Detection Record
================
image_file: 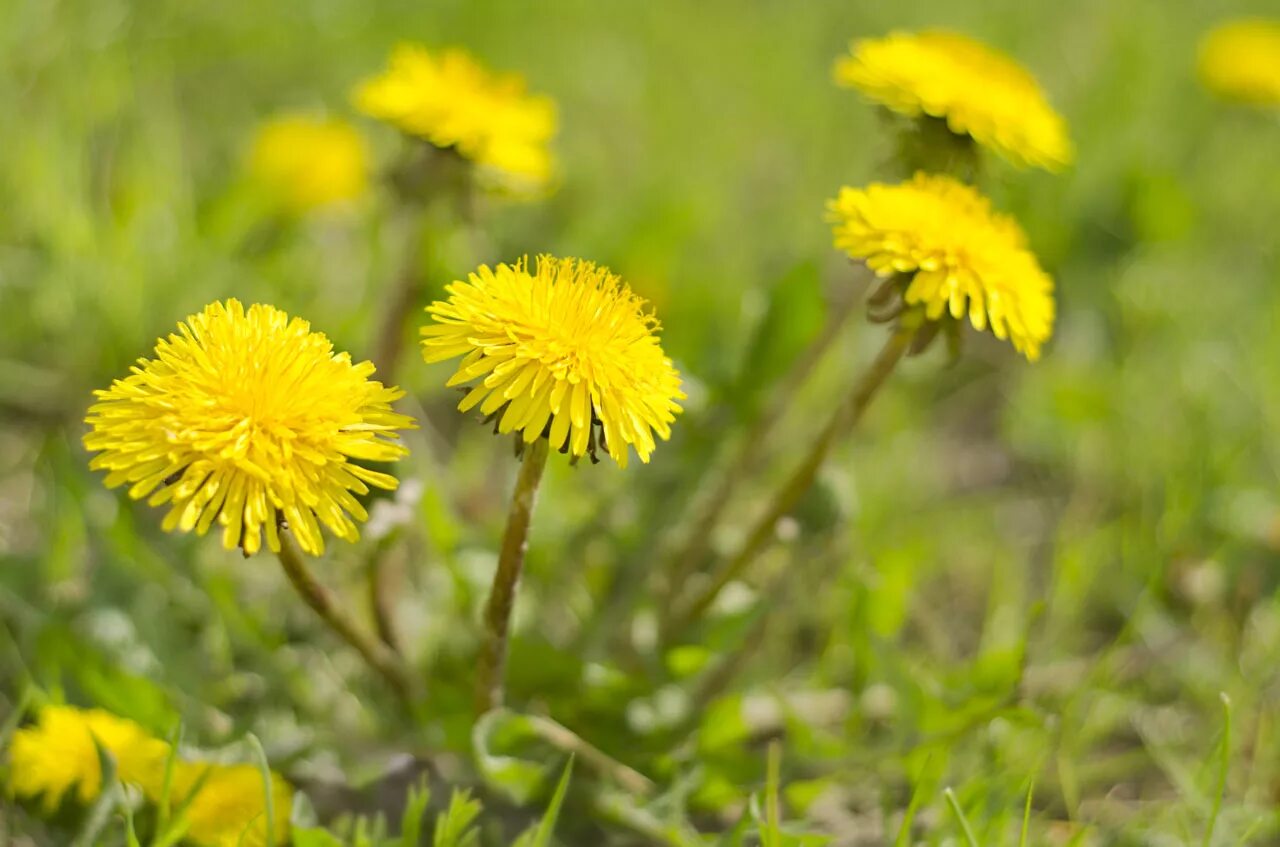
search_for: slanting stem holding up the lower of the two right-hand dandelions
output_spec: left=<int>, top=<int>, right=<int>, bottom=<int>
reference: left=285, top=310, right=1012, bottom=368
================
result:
left=663, top=321, right=918, bottom=635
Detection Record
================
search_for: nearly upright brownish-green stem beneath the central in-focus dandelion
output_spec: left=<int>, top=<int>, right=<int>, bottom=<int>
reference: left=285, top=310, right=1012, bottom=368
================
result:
left=476, top=438, right=549, bottom=714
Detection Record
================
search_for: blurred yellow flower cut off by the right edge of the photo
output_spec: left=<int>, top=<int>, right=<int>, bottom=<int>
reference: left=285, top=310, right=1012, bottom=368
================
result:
left=1199, top=18, right=1280, bottom=106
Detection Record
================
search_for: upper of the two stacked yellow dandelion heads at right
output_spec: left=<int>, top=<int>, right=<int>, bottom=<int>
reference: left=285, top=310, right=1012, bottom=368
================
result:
left=835, top=31, right=1074, bottom=170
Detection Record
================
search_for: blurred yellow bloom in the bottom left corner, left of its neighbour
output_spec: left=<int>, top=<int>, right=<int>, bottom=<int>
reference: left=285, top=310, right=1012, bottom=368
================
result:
left=9, top=706, right=169, bottom=811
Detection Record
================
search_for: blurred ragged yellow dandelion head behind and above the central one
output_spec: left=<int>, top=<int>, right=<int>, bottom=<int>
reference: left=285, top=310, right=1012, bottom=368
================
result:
left=355, top=45, right=556, bottom=191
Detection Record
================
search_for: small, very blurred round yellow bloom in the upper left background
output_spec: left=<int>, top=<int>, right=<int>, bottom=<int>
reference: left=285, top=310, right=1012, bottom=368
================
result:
left=248, top=114, right=369, bottom=214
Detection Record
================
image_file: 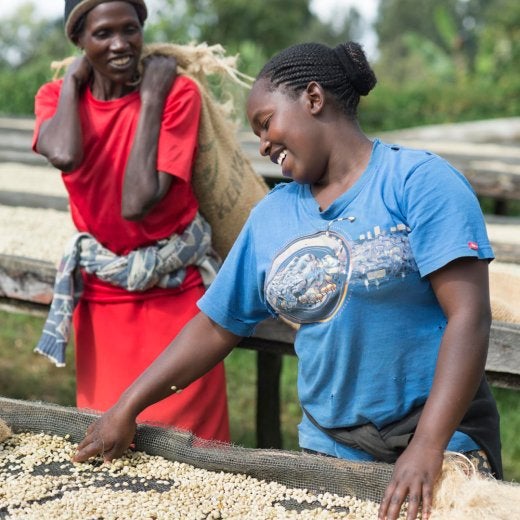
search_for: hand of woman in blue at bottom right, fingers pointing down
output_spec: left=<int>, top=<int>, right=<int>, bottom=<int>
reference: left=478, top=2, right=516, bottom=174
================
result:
left=378, top=439, right=444, bottom=520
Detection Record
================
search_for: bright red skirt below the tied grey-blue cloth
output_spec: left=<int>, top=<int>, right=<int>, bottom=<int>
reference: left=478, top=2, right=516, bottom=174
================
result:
left=74, top=286, right=230, bottom=442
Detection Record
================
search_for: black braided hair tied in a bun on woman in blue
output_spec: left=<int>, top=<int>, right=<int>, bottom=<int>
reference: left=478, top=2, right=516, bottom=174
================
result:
left=256, top=42, right=377, bottom=117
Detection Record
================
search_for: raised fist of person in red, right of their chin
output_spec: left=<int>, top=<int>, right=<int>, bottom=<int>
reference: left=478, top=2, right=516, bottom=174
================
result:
left=140, top=56, right=177, bottom=103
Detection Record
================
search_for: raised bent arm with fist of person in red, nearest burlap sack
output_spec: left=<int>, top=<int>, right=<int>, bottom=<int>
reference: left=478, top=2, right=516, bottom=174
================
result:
left=121, top=56, right=177, bottom=220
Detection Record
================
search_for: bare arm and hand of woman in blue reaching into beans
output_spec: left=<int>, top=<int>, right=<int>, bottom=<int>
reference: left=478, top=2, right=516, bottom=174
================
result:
left=74, top=313, right=241, bottom=462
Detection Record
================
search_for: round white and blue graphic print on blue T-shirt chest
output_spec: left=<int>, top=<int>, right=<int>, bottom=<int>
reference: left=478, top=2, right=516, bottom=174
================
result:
left=265, top=224, right=417, bottom=324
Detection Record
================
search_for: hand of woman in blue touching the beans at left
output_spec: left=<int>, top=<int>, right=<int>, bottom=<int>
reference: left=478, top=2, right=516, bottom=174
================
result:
left=72, top=405, right=136, bottom=462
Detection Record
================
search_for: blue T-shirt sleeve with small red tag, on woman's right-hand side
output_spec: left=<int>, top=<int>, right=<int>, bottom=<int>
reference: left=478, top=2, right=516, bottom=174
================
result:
left=403, top=155, right=494, bottom=276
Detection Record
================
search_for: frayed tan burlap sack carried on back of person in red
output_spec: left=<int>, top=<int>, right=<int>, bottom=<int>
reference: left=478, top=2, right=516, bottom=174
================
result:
left=52, top=43, right=269, bottom=258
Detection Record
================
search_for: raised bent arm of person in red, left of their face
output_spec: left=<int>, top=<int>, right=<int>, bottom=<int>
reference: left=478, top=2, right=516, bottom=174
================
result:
left=36, top=57, right=92, bottom=172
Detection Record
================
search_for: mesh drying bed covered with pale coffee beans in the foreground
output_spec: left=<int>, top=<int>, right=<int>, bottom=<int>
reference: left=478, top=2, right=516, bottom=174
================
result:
left=0, top=398, right=398, bottom=519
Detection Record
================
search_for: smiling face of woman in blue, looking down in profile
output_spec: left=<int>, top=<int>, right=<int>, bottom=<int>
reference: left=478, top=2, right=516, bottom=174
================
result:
left=247, top=79, right=328, bottom=184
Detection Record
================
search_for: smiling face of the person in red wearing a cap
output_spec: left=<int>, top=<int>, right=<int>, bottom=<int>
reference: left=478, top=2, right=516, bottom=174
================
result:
left=78, top=1, right=143, bottom=95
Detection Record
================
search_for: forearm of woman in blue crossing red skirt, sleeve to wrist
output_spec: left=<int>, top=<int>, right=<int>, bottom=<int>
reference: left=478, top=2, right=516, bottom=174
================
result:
left=117, top=313, right=241, bottom=418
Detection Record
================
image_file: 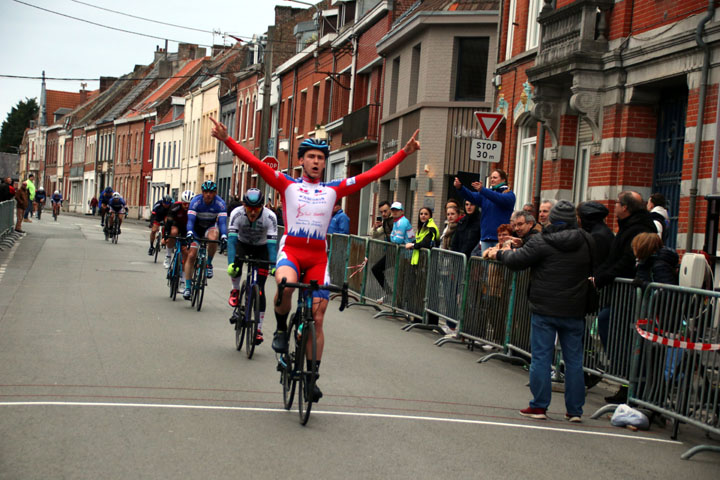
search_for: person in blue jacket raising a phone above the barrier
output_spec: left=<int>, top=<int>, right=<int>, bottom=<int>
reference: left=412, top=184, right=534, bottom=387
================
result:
left=454, top=168, right=515, bottom=251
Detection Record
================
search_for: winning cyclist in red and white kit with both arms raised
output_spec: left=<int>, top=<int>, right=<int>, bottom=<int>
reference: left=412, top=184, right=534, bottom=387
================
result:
left=210, top=117, right=420, bottom=401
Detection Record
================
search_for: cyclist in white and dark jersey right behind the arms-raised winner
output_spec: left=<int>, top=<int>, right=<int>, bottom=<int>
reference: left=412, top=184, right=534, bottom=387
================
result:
left=228, top=188, right=277, bottom=345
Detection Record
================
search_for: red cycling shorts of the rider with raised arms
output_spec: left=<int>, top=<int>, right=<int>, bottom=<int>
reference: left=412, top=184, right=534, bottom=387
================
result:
left=276, top=236, right=330, bottom=300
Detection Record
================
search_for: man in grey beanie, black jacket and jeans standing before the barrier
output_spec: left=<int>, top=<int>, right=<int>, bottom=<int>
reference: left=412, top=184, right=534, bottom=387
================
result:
left=490, top=200, right=594, bottom=422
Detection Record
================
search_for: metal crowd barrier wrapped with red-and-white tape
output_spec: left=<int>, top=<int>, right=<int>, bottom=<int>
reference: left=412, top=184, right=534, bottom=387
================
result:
left=629, top=283, right=720, bottom=459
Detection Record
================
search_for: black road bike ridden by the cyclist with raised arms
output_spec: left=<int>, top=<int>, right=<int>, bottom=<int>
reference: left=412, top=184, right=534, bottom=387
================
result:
left=276, top=278, right=348, bottom=425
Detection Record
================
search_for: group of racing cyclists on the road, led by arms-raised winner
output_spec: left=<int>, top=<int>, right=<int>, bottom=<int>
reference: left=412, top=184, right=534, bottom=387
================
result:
left=123, top=118, right=420, bottom=402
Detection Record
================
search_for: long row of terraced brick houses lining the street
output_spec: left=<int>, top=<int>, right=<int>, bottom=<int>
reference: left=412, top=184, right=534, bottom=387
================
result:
left=16, top=0, right=720, bottom=254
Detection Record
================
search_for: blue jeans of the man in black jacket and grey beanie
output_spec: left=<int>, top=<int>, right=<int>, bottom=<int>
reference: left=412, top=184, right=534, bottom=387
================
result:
left=530, top=313, right=585, bottom=416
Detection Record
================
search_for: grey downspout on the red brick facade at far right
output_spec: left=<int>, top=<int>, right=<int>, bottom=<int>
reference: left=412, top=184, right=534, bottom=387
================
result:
left=685, top=0, right=715, bottom=252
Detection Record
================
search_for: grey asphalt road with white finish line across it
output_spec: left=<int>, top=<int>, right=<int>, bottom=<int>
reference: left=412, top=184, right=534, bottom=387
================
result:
left=0, top=215, right=720, bottom=480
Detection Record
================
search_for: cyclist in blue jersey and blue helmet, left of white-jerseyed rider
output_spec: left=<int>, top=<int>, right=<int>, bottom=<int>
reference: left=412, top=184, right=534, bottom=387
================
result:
left=183, top=180, right=227, bottom=300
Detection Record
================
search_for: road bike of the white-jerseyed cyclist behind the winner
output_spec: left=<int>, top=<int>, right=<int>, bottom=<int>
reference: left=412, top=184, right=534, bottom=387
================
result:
left=230, top=257, right=275, bottom=359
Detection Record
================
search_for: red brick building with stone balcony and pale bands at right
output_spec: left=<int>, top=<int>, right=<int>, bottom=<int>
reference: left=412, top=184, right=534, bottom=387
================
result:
left=497, top=0, right=720, bottom=253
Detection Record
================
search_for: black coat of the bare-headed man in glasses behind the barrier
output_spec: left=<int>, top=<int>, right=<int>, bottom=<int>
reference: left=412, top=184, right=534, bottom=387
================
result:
left=595, top=209, right=657, bottom=288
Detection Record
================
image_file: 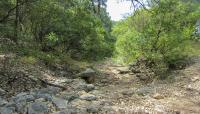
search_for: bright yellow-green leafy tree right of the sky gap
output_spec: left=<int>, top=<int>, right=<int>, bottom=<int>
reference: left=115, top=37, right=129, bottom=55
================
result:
left=113, top=0, right=200, bottom=66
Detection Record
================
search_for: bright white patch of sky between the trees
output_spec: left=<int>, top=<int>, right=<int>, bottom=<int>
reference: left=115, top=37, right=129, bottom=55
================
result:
left=107, top=0, right=133, bottom=21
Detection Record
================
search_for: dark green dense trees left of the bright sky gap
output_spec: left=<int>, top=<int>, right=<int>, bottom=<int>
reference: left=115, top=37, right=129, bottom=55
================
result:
left=0, top=0, right=114, bottom=60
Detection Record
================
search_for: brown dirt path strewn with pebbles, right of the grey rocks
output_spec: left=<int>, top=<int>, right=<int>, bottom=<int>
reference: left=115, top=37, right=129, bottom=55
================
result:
left=93, top=58, right=200, bottom=114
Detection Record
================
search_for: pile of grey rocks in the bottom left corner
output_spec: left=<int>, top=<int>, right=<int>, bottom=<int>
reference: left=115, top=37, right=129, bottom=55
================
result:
left=0, top=79, right=108, bottom=114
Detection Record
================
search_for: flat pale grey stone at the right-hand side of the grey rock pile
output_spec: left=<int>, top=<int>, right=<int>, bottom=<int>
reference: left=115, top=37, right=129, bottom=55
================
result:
left=52, top=97, right=68, bottom=109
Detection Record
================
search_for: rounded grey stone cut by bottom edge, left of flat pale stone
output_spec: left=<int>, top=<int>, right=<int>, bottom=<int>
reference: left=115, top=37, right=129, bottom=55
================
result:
left=28, top=102, right=48, bottom=114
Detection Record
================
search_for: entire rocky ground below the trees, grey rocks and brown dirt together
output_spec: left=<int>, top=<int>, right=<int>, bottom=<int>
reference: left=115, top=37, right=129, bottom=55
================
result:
left=0, top=54, right=200, bottom=114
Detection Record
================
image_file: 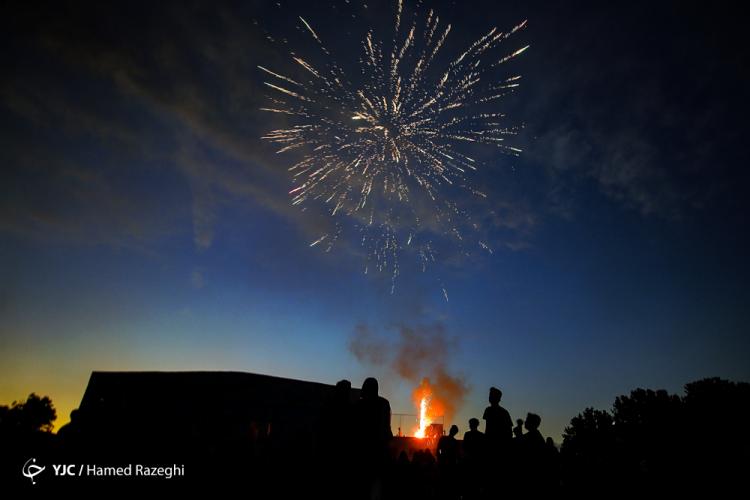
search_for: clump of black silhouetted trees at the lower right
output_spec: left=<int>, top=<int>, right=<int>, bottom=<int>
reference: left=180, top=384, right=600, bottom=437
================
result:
left=561, top=378, right=750, bottom=493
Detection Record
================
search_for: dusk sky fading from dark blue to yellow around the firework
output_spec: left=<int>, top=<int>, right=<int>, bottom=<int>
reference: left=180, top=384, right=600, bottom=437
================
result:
left=0, top=0, right=750, bottom=440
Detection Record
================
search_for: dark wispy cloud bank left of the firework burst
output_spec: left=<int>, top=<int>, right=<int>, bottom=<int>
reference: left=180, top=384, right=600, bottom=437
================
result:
left=0, top=2, right=318, bottom=254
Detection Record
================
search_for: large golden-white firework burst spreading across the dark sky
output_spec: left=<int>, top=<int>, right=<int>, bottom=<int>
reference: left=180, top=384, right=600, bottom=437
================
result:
left=258, top=0, right=529, bottom=300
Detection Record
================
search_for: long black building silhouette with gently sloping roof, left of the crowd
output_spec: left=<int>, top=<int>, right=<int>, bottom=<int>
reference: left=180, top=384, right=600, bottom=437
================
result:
left=80, top=371, right=359, bottom=458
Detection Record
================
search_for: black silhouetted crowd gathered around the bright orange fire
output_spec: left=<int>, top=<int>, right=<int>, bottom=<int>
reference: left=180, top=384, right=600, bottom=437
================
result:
left=319, top=378, right=560, bottom=500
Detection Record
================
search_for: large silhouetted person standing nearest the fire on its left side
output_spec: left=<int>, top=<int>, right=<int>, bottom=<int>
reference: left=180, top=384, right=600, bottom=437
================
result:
left=354, top=377, right=393, bottom=498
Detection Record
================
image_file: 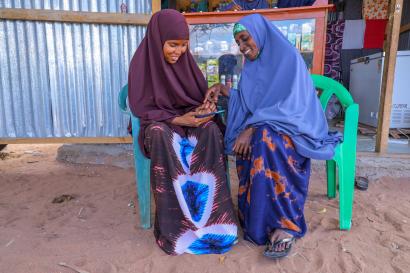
━━━━━━
ABOUT THIS EXERCISE:
Tell how many lines in the listing include the string "winner", and write nothing but that number.

OUTPUT OF THE TASK:
3